→ **WORK INSTRUCTION**
Exactly reproduce the line that contains "the grass in" and all lines after it in the entries below, through the very last line.

Point-per-instance localization data:
- - - - - - -

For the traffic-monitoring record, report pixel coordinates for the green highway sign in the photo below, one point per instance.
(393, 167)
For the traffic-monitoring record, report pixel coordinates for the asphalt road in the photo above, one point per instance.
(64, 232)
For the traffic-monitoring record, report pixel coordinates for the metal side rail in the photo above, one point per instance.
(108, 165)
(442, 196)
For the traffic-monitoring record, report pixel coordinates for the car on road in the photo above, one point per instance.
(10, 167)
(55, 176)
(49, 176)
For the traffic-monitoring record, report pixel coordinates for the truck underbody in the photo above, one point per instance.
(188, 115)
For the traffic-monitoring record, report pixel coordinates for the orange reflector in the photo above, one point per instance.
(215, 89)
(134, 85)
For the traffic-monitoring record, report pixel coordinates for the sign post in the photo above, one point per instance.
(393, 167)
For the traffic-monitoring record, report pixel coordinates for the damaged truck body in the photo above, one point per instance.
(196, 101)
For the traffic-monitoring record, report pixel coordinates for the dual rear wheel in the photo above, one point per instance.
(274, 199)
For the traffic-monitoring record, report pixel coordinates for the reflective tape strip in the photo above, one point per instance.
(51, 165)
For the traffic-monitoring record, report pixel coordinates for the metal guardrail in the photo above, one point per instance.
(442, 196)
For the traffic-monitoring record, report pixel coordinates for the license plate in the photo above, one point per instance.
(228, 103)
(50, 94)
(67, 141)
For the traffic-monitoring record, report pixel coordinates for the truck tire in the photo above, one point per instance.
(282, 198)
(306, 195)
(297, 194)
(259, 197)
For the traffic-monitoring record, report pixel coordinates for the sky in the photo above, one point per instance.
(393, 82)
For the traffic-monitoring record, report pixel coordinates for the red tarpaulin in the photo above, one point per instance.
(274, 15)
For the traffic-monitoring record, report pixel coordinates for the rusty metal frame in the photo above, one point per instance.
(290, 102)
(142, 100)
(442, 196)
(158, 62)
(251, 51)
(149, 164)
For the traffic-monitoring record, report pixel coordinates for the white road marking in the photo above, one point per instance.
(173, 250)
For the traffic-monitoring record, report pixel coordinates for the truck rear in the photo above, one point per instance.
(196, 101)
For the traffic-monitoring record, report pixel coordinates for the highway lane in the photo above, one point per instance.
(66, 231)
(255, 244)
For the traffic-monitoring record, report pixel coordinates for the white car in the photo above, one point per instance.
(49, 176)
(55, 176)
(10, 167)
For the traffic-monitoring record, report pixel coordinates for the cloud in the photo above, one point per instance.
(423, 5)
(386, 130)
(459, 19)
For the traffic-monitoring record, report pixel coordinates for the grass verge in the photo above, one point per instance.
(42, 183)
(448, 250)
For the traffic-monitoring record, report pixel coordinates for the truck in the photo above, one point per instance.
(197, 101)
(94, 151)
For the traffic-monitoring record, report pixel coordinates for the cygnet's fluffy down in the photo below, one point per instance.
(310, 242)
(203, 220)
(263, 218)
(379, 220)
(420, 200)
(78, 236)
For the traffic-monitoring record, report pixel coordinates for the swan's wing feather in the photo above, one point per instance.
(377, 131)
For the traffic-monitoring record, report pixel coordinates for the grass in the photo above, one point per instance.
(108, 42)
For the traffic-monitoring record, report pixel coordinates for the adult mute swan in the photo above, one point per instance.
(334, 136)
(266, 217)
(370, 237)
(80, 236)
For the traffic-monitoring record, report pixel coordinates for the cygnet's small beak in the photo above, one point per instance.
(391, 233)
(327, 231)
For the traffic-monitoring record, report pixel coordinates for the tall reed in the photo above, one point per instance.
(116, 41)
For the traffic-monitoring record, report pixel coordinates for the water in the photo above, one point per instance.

- - - - - - -

→ **RESULT OF THIS TASK**
For the traffic-monitoring record, report pixel coordinates for the grass in the photo above, one point per instance.
(108, 42)
For the traffic-monitoring record, report pixel coordinates for the adult mute swan in the photo above, one point per instance.
(334, 136)
(266, 217)
(370, 237)
(80, 236)
For the traffic-monitoring record, report pixel coordinates for the cygnet's small beak in the photo above, one point per instance.
(391, 233)
(327, 231)
For the traffic-monitoring record, report pixel coordinates for the tall reed in the photo above, one point per instance.
(116, 41)
For the traffic-monitoring record, report pixel coordinates for the water in the photo above, one point per instance.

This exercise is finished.